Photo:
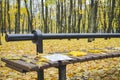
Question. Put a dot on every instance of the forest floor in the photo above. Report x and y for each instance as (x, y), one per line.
(105, 69)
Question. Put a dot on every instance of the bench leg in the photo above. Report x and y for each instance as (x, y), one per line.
(62, 72)
(40, 74)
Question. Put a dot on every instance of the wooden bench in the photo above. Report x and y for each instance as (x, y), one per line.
(24, 67)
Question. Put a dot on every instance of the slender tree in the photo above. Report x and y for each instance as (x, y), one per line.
(0, 20)
(111, 15)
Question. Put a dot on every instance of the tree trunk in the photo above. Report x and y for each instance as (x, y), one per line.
(70, 16)
(5, 26)
(46, 20)
(18, 18)
(29, 18)
(111, 16)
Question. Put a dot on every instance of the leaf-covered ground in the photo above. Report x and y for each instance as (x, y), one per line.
(106, 69)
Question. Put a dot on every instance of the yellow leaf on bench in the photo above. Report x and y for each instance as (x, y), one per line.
(77, 53)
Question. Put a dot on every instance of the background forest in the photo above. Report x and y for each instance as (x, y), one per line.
(61, 16)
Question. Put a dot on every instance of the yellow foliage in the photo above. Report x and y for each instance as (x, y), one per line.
(77, 53)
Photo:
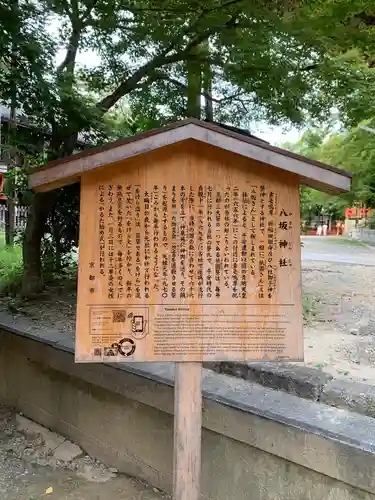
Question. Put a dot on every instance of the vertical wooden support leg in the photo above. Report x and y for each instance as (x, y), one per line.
(187, 431)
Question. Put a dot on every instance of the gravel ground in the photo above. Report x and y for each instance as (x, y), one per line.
(31, 468)
(339, 300)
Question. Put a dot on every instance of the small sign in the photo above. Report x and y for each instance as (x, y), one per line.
(189, 262)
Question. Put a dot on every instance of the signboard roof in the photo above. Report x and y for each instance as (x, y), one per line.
(310, 172)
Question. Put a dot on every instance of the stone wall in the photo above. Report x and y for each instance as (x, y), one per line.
(258, 443)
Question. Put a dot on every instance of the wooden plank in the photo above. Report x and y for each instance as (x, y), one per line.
(312, 173)
(187, 431)
(235, 294)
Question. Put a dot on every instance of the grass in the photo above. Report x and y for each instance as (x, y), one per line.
(10, 268)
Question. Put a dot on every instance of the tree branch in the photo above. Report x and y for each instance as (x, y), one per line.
(71, 52)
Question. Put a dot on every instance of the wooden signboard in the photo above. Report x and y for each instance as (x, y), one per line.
(191, 254)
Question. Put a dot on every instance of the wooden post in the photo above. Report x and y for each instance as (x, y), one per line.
(187, 431)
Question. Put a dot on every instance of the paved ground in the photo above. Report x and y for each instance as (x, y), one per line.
(338, 250)
(37, 464)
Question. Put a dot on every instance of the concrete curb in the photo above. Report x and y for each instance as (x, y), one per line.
(305, 382)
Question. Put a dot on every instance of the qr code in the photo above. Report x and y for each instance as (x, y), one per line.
(119, 316)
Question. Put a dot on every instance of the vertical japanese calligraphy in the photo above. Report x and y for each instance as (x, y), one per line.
(191, 268)
(192, 242)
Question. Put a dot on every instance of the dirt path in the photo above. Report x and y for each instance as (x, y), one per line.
(339, 300)
(33, 468)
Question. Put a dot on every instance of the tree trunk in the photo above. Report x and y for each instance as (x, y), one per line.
(39, 209)
(194, 86)
(207, 85)
(9, 220)
(56, 228)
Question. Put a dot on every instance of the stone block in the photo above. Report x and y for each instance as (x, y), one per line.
(51, 439)
(354, 396)
(302, 381)
(67, 451)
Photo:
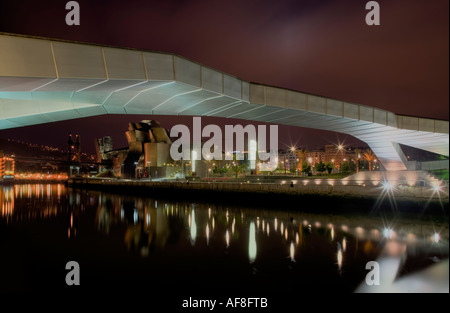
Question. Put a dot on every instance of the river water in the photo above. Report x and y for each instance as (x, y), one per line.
(190, 249)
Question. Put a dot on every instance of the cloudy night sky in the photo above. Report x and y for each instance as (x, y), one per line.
(321, 47)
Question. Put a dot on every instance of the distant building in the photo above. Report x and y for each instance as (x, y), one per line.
(331, 153)
(7, 165)
(102, 146)
(147, 155)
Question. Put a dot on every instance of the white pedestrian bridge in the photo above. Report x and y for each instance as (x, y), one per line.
(44, 80)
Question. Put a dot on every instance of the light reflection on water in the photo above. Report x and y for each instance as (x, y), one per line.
(150, 226)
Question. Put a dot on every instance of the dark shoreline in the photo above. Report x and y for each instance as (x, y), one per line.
(313, 203)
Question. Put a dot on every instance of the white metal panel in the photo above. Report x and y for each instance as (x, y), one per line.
(276, 97)
(159, 66)
(335, 107)
(232, 87)
(79, 61)
(212, 80)
(187, 72)
(25, 57)
(124, 64)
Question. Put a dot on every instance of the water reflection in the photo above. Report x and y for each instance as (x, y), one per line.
(148, 226)
(252, 243)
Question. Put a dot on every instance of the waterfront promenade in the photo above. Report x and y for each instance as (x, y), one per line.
(297, 186)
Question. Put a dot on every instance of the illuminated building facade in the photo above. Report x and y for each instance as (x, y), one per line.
(7, 165)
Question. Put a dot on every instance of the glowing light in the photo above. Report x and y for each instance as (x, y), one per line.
(193, 227)
(194, 157)
(387, 186)
(339, 257)
(292, 251)
(437, 237)
(252, 243)
(387, 233)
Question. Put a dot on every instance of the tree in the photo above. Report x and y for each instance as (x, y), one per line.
(329, 167)
(219, 171)
(346, 168)
(306, 168)
(369, 156)
(358, 155)
(301, 153)
(237, 166)
(321, 167)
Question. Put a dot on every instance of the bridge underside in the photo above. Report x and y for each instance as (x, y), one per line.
(45, 81)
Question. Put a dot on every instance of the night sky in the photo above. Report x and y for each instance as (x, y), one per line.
(320, 47)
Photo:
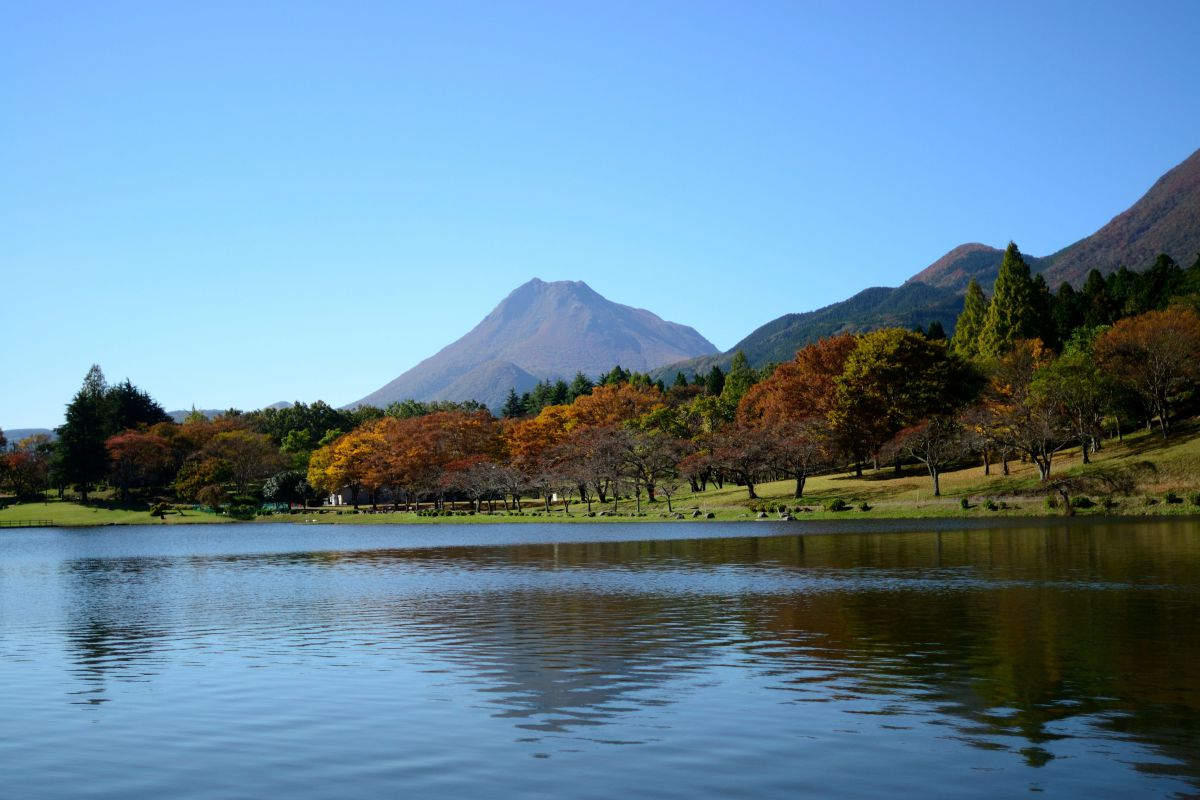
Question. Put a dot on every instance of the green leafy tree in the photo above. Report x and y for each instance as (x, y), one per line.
(739, 380)
(288, 486)
(970, 324)
(130, 408)
(1014, 310)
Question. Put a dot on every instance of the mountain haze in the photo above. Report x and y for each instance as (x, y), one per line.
(544, 331)
(1165, 220)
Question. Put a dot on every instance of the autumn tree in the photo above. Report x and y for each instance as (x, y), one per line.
(894, 379)
(936, 443)
(287, 486)
(799, 389)
(1084, 390)
(798, 447)
(137, 459)
(1156, 355)
(1020, 415)
(25, 468)
(743, 455)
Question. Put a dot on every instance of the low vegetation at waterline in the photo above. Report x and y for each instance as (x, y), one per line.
(1170, 489)
(1029, 382)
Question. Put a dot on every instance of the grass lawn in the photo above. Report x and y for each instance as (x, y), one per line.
(887, 494)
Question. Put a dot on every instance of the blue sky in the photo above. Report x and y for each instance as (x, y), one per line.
(234, 204)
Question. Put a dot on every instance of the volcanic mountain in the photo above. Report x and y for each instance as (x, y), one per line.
(1165, 220)
(544, 331)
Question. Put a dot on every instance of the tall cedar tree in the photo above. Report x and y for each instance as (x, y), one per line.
(1013, 311)
(966, 331)
(83, 455)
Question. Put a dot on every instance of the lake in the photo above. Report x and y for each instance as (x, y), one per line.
(751, 660)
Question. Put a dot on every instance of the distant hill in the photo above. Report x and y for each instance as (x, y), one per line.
(17, 434)
(544, 331)
(179, 415)
(907, 306)
(1165, 220)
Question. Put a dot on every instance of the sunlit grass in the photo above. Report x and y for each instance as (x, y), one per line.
(887, 494)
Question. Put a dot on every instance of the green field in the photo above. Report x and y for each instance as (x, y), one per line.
(887, 494)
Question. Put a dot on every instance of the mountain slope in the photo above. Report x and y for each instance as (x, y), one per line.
(957, 268)
(1165, 220)
(544, 331)
(906, 306)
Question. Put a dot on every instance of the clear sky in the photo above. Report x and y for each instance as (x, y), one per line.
(240, 203)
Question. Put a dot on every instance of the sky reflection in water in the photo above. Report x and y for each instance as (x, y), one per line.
(330, 662)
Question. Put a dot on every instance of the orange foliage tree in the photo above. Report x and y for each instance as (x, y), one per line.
(1155, 354)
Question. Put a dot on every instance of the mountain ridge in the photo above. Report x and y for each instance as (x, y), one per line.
(1165, 218)
(543, 331)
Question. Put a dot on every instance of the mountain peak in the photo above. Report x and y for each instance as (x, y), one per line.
(957, 268)
(544, 331)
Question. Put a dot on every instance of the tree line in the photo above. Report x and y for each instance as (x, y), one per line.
(1026, 374)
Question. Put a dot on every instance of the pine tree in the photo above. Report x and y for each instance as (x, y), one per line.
(714, 383)
(82, 452)
(970, 323)
(1013, 311)
(742, 377)
(580, 386)
(513, 405)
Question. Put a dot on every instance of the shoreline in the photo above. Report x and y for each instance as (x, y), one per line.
(882, 515)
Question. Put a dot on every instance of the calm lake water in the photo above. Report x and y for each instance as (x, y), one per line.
(601, 661)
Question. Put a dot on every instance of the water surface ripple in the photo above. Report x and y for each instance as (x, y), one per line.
(595, 661)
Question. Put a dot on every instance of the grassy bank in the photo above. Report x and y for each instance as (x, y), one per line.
(883, 493)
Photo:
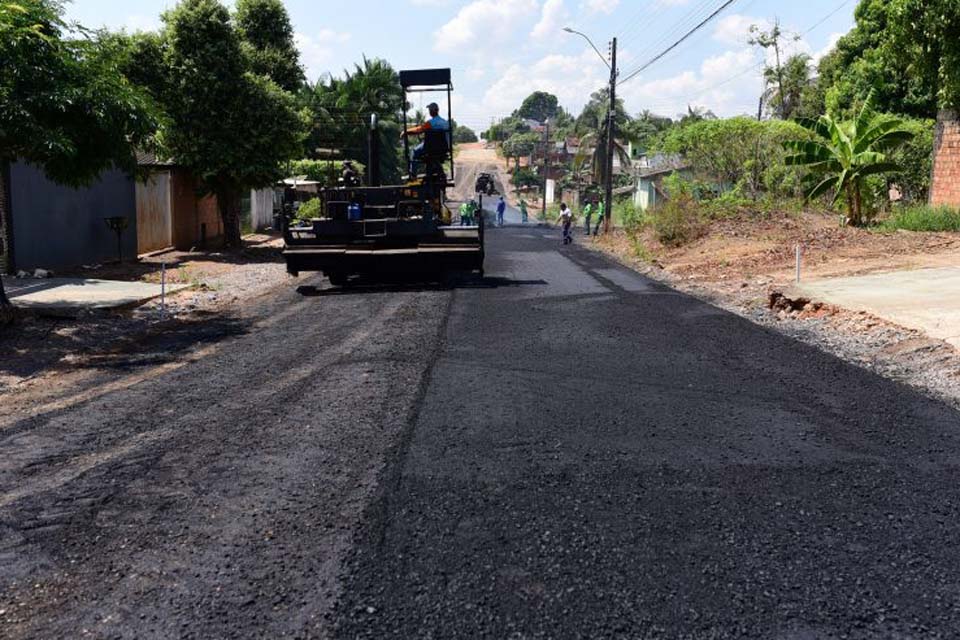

****************

■ Aim of the exercise
Pull out every line of the records above that contains the word "mountain", treating uppercase and lowercase as different.

■ The reply
Question. Put a dot on every instance of the mountain haze in the photo above. Report x and y for each instance as (x, y), one per line.
Question. Put a dot on every instance of the volcanic mountain in the photo above. Report x and y for each instance as (x, y), one per line.
Question. Put a dot on every instance of the mountain slope in the photo above. Report x and y for each instance as (x, y), one per line.
Question. Put a dot on every instance of the mountain ridge in the photo above. Report x and y for each instance as (x, y), one per line.
Question. Put a dot on every instance of the mountain peak in the photo above. Report x and y for each instance as (x, y), one per line.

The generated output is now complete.